──────── Quoted passage ────────

Our roads, even in remote rural districts, are of national importance for the reasons stated on page 259. Moreover, they are becoming more and more used for the transportation of freight and passengers over long distances, for which the introduction of the automobile and the motor truck is responsible. Therefore, national cooperation is necessary for adequate road improvement.


The work of the national government on behalf of good roads has heretofore been largely educational and advisory. In 1893 the Office of Road Inquiry (now the Office of Public Roads) was created in the United States Department of Agriculture to investigate methods of road making and management. The results of its investigations have been published for the benefit of the country. Advice was given when asked for. Instruction was given through extension courses (p. 257). Here and there model or experimental roads were constructed to test new methods or to serve as object lessons to the localities where they were built. Good road building has also been greatly stimulated by the extension of the rural free mail delivery, routes not being established unless the roads are in reasonably good condition. The national government has also given to many states public lands within their borders, the proceeds from which were to be used for road construction; and a part of the proceeds from the sale of timber in the national forests is devoted to road building in the locality.


In 1916, however, Congress passed the law known as the Federal Aid Road Act. This law places the national government in the same relation to the states, in the matter of road building, that the state governments have borne to the counties in granting state aid.

────────

* Your tasks
1) Answer these questions from the passage on national road aid:
(a) In what year was the Office of Road Inquiry created?
(b) On what condition were rural free mail delivery routes established?
(c) What law did Congress pass in 1916?
2) Rewrite the passage on national road aid from "In 1916, however, Congress" up to and including "granting state aid.", replacing "Congress" with "the national legislature".
The entries on this page have no connection to the passage on national road aid.

──────── Records ────────

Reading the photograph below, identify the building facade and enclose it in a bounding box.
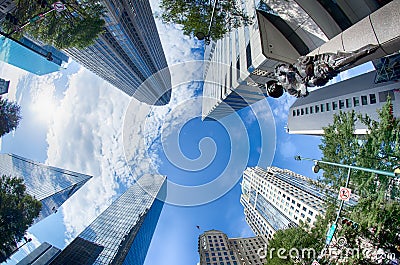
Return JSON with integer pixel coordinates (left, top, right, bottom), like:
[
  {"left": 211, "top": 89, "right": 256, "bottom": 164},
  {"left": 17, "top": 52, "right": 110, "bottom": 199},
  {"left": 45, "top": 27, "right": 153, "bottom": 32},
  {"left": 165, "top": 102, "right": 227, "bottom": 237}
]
[
  {"left": 240, "top": 167, "right": 325, "bottom": 240},
  {"left": 65, "top": 0, "right": 171, "bottom": 105},
  {"left": 0, "top": 78, "right": 10, "bottom": 95},
  {"left": 198, "top": 230, "right": 265, "bottom": 265},
  {"left": 0, "top": 154, "right": 92, "bottom": 223},
  {"left": 17, "top": 242, "right": 61, "bottom": 265},
  {"left": 202, "top": 0, "right": 385, "bottom": 120},
  {"left": 287, "top": 66, "right": 400, "bottom": 135},
  {"left": 51, "top": 175, "right": 166, "bottom": 265}
]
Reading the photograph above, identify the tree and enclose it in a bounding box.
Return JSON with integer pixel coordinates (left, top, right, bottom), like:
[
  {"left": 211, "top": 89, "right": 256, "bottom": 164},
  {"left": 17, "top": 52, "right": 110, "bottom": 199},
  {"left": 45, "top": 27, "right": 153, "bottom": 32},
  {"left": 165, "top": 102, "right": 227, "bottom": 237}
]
[
  {"left": 160, "top": 0, "right": 254, "bottom": 40},
  {"left": 267, "top": 99, "right": 400, "bottom": 265},
  {"left": 3, "top": 0, "right": 105, "bottom": 49},
  {"left": 0, "top": 175, "right": 42, "bottom": 262},
  {"left": 0, "top": 98, "right": 21, "bottom": 137},
  {"left": 320, "top": 98, "right": 400, "bottom": 264}
]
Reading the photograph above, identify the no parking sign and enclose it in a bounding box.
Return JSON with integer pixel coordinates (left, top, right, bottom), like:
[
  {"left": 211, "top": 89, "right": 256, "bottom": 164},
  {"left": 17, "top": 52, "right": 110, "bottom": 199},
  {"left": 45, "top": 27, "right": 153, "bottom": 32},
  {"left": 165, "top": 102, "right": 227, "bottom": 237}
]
[{"left": 338, "top": 187, "right": 351, "bottom": 201}]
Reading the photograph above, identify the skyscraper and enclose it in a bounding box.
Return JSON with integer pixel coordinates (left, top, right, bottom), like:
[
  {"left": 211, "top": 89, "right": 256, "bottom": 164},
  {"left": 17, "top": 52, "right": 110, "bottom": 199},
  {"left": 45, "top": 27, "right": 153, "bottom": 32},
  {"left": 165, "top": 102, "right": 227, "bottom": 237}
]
[
  {"left": 240, "top": 167, "right": 325, "bottom": 240},
  {"left": 66, "top": 0, "right": 171, "bottom": 105},
  {"left": 287, "top": 67, "right": 400, "bottom": 135},
  {"left": 17, "top": 242, "right": 61, "bottom": 265},
  {"left": 51, "top": 175, "right": 167, "bottom": 265},
  {"left": 202, "top": 0, "right": 390, "bottom": 119},
  {"left": 0, "top": 154, "right": 92, "bottom": 223},
  {"left": 198, "top": 230, "right": 266, "bottom": 265}
]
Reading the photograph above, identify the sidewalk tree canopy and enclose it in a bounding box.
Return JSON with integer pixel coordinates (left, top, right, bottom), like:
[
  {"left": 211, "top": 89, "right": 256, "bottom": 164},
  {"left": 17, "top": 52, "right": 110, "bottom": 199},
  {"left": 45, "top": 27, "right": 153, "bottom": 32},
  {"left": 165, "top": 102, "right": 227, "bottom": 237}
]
[
  {"left": 0, "top": 97, "right": 21, "bottom": 137},
  {"left": 160, "top": 0, "right": 254, "bottom": 40},
  {"left": 2, "top": 0, "right": 105, "bottom": 49},
  {"left": 0, "top": 175, "right": 42, "bottom": 262}
]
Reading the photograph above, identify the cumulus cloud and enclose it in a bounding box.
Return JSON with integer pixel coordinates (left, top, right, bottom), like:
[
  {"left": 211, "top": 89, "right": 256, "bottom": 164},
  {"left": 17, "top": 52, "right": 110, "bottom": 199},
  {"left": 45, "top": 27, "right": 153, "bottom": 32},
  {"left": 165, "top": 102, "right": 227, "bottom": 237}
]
[
  {"left": 46, "top": 68, "right": 129, "bottom": 239},
  {"left": 42, "top": 6, "right": 203, "bottom": 241}
]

────────

* Complete answers
1)
(a) 1893
(b) The roads had to be in reasonably good condition.
(c) The Federal Aid Road Act

2)
In 1916, however, the national legislature passed the law known as the Federal Aid Road Act. This law places the national government in the same relation to the states, in the matter of road building, that the state governments have borne to the counties in granting state aid.